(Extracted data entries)
..............................

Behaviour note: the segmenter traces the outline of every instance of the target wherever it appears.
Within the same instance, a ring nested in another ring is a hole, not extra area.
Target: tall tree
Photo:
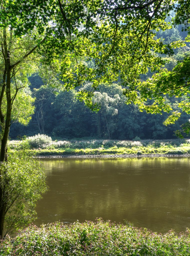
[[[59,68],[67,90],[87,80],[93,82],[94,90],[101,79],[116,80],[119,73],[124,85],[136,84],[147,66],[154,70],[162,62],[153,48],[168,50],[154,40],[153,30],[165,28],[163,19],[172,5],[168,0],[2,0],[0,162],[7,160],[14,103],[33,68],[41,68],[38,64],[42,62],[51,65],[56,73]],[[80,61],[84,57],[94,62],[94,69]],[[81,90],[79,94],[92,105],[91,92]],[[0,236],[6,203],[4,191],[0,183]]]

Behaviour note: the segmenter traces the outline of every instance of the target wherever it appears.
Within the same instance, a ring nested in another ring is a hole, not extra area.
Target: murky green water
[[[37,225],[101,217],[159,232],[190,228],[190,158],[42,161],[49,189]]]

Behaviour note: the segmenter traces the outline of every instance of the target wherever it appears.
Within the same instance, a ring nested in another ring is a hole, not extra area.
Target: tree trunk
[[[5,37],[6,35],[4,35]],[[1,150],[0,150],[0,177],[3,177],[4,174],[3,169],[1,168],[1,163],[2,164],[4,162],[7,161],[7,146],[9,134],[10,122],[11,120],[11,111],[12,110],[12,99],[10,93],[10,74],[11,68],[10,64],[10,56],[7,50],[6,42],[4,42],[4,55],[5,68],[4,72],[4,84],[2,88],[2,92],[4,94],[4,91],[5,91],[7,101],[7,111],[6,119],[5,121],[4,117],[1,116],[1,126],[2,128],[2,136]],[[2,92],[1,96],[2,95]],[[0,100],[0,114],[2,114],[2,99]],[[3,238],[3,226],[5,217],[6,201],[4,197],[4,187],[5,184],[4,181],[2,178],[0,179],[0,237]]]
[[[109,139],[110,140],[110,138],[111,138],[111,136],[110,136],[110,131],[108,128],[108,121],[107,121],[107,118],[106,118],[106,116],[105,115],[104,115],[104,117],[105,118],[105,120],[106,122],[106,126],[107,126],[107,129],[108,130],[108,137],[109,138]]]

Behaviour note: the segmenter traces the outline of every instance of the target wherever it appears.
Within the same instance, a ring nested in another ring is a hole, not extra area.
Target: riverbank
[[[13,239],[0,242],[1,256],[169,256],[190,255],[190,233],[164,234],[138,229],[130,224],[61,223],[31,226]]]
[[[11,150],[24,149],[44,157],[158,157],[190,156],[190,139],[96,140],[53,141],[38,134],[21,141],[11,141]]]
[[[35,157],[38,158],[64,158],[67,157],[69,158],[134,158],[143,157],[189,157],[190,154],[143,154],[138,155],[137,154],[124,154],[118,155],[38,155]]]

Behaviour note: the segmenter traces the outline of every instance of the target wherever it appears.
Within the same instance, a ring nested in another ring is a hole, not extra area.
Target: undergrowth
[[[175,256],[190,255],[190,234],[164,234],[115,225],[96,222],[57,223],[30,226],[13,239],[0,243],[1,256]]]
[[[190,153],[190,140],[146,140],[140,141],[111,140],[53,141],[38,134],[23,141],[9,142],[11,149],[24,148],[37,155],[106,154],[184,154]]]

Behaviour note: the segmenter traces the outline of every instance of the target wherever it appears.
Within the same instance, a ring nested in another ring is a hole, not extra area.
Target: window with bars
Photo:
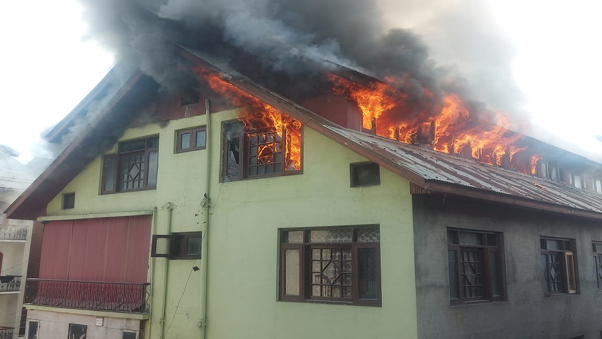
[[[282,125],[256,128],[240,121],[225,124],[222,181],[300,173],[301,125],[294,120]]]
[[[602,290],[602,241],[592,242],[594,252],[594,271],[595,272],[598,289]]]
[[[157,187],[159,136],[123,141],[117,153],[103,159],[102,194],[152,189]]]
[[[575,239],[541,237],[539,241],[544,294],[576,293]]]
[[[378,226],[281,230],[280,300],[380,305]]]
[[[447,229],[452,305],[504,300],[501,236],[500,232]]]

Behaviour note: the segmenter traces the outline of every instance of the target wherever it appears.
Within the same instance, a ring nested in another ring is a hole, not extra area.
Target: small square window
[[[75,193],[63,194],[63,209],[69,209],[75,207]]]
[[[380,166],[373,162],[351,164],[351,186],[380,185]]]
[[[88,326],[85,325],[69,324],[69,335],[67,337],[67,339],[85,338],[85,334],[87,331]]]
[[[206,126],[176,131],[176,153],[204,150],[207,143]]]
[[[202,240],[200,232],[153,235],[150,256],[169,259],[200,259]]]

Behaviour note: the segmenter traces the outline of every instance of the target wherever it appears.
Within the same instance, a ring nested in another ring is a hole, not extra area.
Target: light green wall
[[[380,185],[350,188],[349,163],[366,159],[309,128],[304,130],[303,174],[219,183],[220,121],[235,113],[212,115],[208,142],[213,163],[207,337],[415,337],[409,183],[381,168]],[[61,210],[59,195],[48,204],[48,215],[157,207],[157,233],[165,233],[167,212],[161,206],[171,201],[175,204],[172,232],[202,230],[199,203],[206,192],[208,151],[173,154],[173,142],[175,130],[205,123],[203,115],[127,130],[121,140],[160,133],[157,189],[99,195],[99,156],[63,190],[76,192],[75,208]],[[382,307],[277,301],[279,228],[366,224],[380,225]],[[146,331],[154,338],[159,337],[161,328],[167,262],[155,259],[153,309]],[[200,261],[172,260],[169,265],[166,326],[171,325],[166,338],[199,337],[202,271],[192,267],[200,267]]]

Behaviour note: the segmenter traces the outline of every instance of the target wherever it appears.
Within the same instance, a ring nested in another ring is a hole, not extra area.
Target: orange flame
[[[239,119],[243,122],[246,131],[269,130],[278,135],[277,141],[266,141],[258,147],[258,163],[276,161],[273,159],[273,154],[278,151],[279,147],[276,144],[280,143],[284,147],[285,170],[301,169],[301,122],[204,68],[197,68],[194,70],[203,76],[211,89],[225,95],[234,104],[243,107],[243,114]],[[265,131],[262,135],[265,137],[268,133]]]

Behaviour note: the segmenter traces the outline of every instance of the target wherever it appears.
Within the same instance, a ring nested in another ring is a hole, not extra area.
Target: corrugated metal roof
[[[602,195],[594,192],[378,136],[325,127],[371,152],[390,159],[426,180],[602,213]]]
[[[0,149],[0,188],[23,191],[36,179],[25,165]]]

..............................

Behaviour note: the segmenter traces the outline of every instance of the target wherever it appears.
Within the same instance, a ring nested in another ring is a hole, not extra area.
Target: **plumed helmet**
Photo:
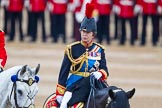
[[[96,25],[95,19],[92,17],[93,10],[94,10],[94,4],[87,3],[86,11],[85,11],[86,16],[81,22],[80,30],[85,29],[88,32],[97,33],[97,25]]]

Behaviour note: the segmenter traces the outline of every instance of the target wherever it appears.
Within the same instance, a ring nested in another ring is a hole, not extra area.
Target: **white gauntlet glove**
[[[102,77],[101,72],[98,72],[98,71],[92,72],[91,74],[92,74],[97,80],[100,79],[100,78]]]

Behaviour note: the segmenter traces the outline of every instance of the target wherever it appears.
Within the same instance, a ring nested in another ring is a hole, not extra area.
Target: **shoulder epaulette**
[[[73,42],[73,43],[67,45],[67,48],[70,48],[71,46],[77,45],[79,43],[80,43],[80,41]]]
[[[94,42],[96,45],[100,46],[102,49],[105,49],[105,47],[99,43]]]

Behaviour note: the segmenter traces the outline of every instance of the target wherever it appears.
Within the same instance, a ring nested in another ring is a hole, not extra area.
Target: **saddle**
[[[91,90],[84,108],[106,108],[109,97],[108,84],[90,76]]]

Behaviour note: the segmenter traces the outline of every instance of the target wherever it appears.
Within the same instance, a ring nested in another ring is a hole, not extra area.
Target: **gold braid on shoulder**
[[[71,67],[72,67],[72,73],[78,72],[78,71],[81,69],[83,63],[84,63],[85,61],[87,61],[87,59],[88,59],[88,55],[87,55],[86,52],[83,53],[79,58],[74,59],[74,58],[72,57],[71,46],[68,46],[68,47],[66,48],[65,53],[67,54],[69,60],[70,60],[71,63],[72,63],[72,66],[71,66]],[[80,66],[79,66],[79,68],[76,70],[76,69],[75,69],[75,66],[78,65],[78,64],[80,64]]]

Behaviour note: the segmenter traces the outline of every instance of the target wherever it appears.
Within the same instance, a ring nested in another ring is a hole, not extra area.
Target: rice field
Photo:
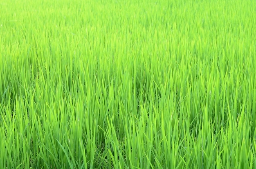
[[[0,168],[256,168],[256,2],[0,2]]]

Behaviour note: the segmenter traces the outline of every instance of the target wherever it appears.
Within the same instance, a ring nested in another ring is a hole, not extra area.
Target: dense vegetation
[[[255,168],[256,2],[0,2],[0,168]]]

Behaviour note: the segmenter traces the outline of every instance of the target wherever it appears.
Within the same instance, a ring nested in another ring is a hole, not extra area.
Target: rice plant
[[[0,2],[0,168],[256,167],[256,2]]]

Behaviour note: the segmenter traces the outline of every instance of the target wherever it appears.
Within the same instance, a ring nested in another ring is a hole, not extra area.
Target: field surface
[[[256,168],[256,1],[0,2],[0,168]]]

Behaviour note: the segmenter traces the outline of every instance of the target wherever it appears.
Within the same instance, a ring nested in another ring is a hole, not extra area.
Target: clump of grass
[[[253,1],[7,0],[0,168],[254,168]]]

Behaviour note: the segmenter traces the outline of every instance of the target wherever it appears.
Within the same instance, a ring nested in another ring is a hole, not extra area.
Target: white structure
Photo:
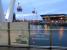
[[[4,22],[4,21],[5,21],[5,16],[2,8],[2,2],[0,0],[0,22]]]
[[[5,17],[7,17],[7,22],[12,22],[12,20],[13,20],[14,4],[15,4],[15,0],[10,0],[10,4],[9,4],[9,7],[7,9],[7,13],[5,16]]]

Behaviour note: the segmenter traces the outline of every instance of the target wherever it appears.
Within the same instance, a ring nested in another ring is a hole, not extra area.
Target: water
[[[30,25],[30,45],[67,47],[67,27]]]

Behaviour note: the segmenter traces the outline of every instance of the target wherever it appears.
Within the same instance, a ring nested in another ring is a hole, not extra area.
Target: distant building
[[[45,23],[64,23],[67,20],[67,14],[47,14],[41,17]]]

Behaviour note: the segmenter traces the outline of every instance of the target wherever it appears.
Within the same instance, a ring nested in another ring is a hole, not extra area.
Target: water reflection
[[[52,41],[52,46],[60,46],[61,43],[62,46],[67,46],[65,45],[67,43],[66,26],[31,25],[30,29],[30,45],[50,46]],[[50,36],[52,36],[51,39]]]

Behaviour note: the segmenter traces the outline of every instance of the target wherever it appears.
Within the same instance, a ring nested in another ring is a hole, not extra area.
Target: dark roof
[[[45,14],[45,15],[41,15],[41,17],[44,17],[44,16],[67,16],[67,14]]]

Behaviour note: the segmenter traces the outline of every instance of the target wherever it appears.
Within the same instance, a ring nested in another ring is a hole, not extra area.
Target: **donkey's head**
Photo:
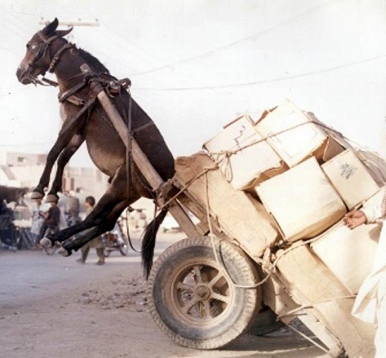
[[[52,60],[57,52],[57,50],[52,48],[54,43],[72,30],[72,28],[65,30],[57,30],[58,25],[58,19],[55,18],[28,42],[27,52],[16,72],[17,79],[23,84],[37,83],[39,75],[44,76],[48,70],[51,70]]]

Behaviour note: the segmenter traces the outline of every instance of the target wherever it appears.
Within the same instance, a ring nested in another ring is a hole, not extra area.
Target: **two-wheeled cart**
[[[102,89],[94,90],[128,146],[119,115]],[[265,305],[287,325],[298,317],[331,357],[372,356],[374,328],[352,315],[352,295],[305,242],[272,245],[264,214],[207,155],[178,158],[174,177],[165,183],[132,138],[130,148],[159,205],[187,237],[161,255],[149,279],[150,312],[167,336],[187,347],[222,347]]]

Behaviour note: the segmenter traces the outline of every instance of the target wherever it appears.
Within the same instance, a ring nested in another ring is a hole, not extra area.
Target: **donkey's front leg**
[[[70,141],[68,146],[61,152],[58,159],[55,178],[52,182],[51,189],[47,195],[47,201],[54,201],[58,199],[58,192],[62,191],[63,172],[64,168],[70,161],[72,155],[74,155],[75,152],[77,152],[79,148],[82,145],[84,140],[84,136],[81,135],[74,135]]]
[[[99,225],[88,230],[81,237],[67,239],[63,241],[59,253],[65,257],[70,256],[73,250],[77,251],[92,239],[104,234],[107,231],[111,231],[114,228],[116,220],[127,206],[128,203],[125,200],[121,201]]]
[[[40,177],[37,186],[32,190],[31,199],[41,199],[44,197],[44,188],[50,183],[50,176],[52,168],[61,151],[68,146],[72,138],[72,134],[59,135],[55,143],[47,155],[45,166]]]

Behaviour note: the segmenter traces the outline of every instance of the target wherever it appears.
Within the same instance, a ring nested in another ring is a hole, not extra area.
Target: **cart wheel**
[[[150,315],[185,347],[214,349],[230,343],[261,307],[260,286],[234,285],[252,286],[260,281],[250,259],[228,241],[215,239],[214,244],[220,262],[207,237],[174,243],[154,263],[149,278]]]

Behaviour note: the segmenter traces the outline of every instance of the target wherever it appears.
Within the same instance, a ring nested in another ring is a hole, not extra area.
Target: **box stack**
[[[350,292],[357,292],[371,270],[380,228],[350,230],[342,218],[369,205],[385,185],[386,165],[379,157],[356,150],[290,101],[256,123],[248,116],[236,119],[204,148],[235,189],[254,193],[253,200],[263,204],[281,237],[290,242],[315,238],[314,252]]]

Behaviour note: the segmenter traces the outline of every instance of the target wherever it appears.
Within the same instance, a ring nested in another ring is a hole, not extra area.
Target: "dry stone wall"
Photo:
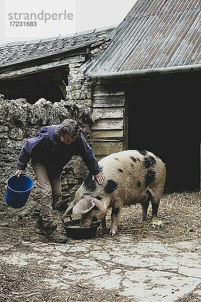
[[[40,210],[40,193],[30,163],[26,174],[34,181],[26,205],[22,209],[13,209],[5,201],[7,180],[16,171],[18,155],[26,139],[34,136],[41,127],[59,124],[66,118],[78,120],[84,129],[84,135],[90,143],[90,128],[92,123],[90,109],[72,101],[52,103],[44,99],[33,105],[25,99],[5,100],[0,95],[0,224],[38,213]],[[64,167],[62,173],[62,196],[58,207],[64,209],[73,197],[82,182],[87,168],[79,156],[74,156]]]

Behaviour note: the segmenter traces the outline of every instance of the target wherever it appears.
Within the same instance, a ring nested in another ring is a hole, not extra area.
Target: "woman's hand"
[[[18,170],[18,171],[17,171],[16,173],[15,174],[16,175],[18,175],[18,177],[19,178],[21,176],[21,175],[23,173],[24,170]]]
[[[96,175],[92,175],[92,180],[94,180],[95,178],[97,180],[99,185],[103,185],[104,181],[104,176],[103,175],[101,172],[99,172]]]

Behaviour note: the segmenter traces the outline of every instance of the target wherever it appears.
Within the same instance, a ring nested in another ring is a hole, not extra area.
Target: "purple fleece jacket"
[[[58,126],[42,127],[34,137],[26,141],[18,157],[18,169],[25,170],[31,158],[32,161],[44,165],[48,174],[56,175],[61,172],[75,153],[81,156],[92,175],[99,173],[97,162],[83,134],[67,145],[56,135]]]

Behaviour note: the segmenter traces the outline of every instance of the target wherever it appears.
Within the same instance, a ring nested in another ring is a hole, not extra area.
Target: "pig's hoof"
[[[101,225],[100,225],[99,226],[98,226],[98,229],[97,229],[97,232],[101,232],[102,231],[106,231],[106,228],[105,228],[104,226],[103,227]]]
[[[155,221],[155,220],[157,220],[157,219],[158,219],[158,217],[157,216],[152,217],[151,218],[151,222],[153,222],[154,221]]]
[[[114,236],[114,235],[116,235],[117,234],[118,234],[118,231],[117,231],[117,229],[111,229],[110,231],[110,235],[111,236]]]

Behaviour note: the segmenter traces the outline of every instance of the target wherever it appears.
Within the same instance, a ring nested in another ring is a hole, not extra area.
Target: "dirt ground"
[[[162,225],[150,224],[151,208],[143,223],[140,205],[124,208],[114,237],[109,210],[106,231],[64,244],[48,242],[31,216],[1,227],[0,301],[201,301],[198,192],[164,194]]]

..............................

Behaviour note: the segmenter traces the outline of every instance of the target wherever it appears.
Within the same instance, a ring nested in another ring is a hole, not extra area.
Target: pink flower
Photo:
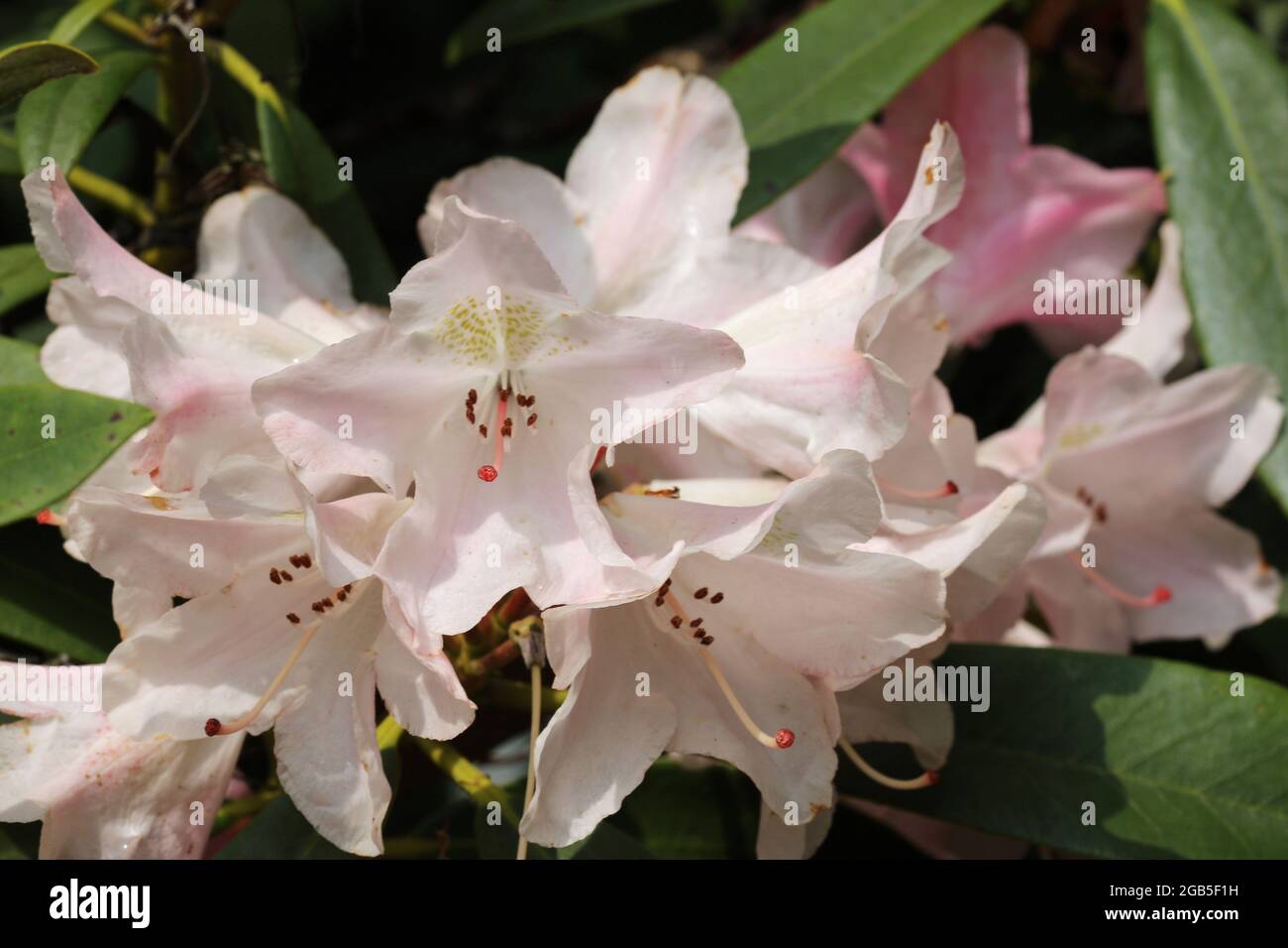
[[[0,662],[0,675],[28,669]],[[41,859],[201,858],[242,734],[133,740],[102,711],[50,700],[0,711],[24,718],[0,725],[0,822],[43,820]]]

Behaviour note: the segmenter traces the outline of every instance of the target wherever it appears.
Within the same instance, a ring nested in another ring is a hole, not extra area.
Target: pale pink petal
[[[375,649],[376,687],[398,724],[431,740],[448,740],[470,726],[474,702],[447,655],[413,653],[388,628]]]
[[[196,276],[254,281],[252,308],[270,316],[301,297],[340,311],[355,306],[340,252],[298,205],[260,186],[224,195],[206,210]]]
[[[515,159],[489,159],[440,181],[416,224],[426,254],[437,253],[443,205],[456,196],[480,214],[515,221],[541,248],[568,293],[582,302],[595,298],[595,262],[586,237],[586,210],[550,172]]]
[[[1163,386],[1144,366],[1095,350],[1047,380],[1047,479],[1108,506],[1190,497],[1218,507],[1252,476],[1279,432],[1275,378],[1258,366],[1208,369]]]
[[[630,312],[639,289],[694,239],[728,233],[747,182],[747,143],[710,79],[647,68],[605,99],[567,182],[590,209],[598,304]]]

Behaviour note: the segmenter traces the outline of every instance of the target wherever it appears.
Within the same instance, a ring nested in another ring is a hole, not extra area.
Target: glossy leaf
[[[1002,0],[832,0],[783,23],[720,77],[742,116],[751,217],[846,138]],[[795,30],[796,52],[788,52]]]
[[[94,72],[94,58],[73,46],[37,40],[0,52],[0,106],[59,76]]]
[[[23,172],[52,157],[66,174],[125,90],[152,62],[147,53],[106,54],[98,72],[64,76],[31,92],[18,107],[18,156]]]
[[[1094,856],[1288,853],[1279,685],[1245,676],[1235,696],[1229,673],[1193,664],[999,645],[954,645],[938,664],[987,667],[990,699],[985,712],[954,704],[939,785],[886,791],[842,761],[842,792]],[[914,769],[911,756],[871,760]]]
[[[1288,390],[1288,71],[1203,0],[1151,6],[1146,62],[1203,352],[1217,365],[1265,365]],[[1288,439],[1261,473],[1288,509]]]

..............................

TASK DESCRIPTION » Count the lines in the entries above that contain the word "green", and give only that number.

OUTPUT FOR THIS TASK » 2